> _Goal_:
Report every line of the records that contains the word "floor", matching case exactly.

> _Excerpted records_:
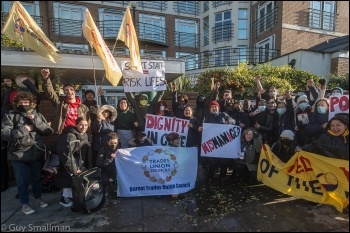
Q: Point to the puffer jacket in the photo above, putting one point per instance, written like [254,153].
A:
[330,146]
[61,108]
[102,128]
[104,159]
[251,151]
[69,155]
[13,130]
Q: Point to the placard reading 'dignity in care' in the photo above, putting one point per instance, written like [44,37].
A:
[152,79]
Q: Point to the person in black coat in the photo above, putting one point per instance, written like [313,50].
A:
[106,159]
[71,144]
[216,117]
[140,140]
[335,142]
[23,129]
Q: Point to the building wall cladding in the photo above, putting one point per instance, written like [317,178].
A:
[340,66]
[296,13]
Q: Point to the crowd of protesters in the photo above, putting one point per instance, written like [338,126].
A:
[286,123]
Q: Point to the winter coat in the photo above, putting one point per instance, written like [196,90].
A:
[69,155]
[101,129]
[314,129]
[330,146]
[135,143]
[141,111]
[61,107]
[251,152]
[177,111]
[24,145]
[193,136]
[219,118]
[105,161]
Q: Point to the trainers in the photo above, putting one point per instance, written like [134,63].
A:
[66,201]
[26,209]
[40,202]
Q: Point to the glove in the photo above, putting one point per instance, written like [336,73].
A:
[322,81]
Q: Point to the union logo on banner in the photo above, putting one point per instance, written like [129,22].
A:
[19,27]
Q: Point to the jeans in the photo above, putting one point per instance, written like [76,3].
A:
[24,172]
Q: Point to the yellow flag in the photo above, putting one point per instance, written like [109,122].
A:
[21,27]
[91,33]
[127,34]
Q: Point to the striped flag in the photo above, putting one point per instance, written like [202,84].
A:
[92,34]
[127,34]
[21,27]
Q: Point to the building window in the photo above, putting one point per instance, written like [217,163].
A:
[242,24]
[242,53]
[68,19]
[155,5]
[186,33]
[149,26]
[109,22]
[322,15]
[223,30]
[205,6]
[265,50]
[222,57]
[267,14]
[153,53]
[32,7]
[206,30]
[191,62]
[187,7]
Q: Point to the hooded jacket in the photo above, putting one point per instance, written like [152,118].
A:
[14,131]
[61,107]
[102,128]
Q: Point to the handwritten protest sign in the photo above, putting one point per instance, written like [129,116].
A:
[221,140]
[158,127]
[152,79]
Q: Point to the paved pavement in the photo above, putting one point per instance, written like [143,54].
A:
[216,208]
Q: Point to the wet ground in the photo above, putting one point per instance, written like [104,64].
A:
[233,207]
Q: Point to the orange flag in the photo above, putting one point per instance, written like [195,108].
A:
[92,34]
[127,34]
[21,27]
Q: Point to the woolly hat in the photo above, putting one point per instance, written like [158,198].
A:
[143,97]
[302,98]
[339,89]
[89,91]
[214,103]
[287,134]
[172,136]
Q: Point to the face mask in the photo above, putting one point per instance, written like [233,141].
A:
[281,111]
[143,102]
[272,94]
[303,106]
[261,108]
[286,142]
[23,108]
[113,147]
[321,109]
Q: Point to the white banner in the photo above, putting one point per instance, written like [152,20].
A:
[152,79]
[338,104]
[156,170]
[221,140]
[158,127]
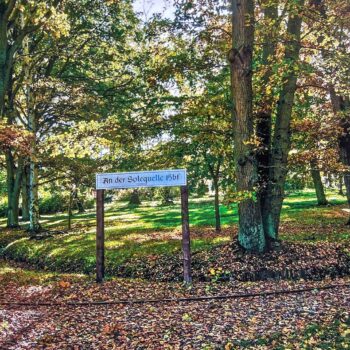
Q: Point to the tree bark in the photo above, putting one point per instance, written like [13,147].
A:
[281,142]
[25,193]
[341,184]
[319,189]
[14,177]
[250,234]
[217,206]
[70,214]
[341,107]
[264,115]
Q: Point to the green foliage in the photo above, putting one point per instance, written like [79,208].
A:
[54,203]
[151,231]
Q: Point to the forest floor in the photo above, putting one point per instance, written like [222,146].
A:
[144,241]
[314,319]
[39,308]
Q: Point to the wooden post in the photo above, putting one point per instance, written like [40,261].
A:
[100,236]
[186,243]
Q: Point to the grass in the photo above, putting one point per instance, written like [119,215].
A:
[151,230]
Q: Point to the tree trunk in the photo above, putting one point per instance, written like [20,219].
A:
[282,134]
[14,177]
[341,107]
[341,184]
[265,105]
[250,232]
[3,60]
[217,206]
[25,193]
[316,177]
[70,214]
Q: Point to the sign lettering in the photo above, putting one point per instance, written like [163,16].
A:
[156,178]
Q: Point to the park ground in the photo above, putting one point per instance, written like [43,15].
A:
[53,275]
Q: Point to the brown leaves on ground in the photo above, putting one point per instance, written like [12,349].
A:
[229,262]
[226,324]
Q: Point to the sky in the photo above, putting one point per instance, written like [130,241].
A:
[149,7]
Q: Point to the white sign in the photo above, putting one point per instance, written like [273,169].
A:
[156,178]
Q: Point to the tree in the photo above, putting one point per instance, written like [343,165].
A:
[251,231]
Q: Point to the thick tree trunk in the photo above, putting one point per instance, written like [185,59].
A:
[341,184]
[70,213]
[282,134]
[264,115]
[3,60]
[14,177]
[34,215]
[217,206]
[341,107]
[250,233]
[25,193]
[319,189]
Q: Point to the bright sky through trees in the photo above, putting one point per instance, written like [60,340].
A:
[149,7]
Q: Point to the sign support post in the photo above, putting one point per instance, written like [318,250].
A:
[186,243]
[100,236]
[136,179]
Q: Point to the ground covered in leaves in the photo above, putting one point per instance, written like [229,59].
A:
[317,318]
[229,262]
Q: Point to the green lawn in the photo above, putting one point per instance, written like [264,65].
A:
[150,230]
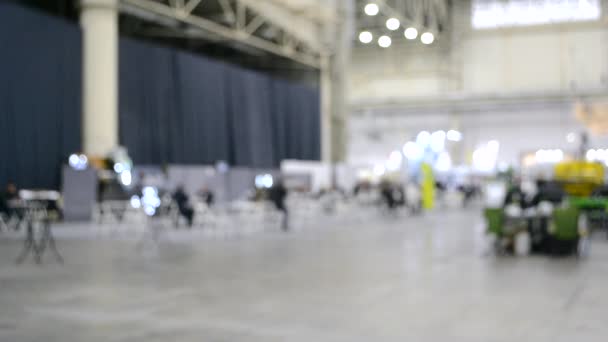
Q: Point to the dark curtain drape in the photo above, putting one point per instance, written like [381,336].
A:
[186,109]
[147,102]
[203,123]
[40,91]
[249,110]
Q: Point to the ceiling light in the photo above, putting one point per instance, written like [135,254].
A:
[571,137]
[411,33]
[427,38]
[366,37]
[371,9]
[393,24]
[454,135]
[385,41]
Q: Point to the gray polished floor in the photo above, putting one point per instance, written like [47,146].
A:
[383,279]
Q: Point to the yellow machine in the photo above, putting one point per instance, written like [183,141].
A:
[579,177]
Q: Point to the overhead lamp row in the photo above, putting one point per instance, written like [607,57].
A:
[392,24]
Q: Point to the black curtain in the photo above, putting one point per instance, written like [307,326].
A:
[40,91]
[202,122]
[249,110]
[147,102]
[180,108]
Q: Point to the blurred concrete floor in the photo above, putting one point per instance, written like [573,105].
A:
[383,279]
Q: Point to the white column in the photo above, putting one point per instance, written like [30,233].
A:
[99,22]
[326,110]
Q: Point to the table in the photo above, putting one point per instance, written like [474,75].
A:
[35,212]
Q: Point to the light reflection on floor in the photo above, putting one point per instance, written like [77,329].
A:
[382,279]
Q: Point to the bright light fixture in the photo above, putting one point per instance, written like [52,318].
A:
[371,9]
[385,41]
[411,33]
[571,137]
[454,135]
[393,24]
[438,141]
[423,139]
[427,38]
[366,37]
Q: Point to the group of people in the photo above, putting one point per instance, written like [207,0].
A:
[182,199]
[277,194]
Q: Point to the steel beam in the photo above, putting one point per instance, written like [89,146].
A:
[229,33]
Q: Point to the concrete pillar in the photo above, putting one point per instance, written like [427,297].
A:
[326,110]
[99,22]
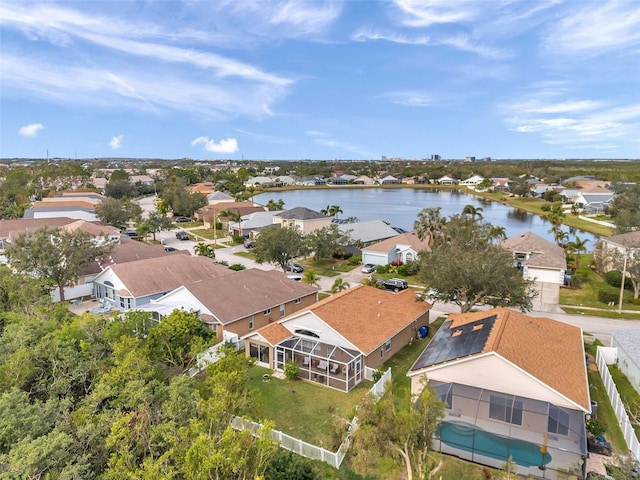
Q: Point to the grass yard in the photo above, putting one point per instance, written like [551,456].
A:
[302,409]
[605,410]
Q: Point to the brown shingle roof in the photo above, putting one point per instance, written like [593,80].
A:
[163,274]
[11,228]
[543,252]
[275,333]
[368,316]
[409,238]
[549,350]
[248,292]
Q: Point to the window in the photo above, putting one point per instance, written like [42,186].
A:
[505,409]
[558,421]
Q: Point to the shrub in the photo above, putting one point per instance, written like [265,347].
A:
[291,369]
[380,269]
[614,278]
[607,297]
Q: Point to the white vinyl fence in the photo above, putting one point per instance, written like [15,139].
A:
[307,449]
[618,407]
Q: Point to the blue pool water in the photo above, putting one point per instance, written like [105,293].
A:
[465,436]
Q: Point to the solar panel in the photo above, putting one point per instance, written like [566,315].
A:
[450,344]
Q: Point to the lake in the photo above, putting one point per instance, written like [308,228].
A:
[400,206]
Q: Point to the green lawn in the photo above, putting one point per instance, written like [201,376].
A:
[302,409]
[605,410]
[628,394]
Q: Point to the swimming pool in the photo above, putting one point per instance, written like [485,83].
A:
[470,438]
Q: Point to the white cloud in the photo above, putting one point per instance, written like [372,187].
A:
[116,142]
[410,98]
[596,28]
[30,130]
[229,145]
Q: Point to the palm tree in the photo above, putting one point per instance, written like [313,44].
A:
[311,278]
[429,224]
[579,246]
[339,285]
[472,211]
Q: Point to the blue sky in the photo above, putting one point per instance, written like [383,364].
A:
[320,80]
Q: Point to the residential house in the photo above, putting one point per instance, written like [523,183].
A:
[239,303]
[473,181]
[511,384]
[363,180]
[615,248]
[627,343]
[402,248]
[253,223]
[215,198]
[129,285]
[593,203]
[303,219]
[368,232]
[343,338]
[543,262]
[447,180]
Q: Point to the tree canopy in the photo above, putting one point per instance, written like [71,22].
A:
[55,254]
[465,267]
[279,246]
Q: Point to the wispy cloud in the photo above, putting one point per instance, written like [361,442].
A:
[229,145]
[574,123]
[596,29]
[410,99]
[30,130]
[321,138]
[116,142]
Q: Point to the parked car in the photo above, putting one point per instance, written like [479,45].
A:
[295,267]
[368,268]
[395,284]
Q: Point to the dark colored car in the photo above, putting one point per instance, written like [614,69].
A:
[295,268]
[395,284]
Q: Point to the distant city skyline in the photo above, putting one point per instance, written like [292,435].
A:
[297,79]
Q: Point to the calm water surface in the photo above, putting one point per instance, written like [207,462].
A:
[400,207]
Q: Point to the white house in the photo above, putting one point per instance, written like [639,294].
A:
[541,261]
[401,248]
[511,384]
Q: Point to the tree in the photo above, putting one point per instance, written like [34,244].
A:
[178,339]
[387,432]
[464,268]
[273,205]
[311,277]
[429,224]
[279,246]
[56,254]
[327,241]
[579,246]
[118,212]
[473,212]
[158,222]
[339,285]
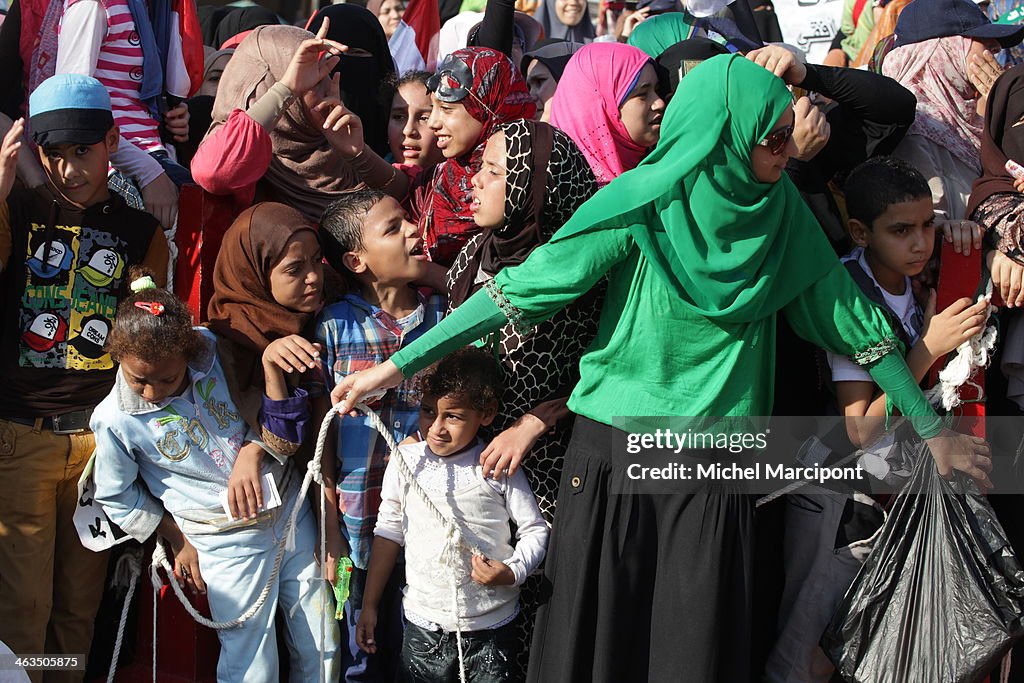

> _Reply_:
Q: Point to the forest floor in the photo above, putting one point per instance, written like [222,146].
Q: Point to the gray polished floor in the photo above, putting one point per instance, written like [47,146].
Q: Point to the blurred concrete floor in the photo above, putting one point per instance, written like [573,105].
Q: Point to the light reflection on floor in the photo above, putting one point per instance, written like [77,329].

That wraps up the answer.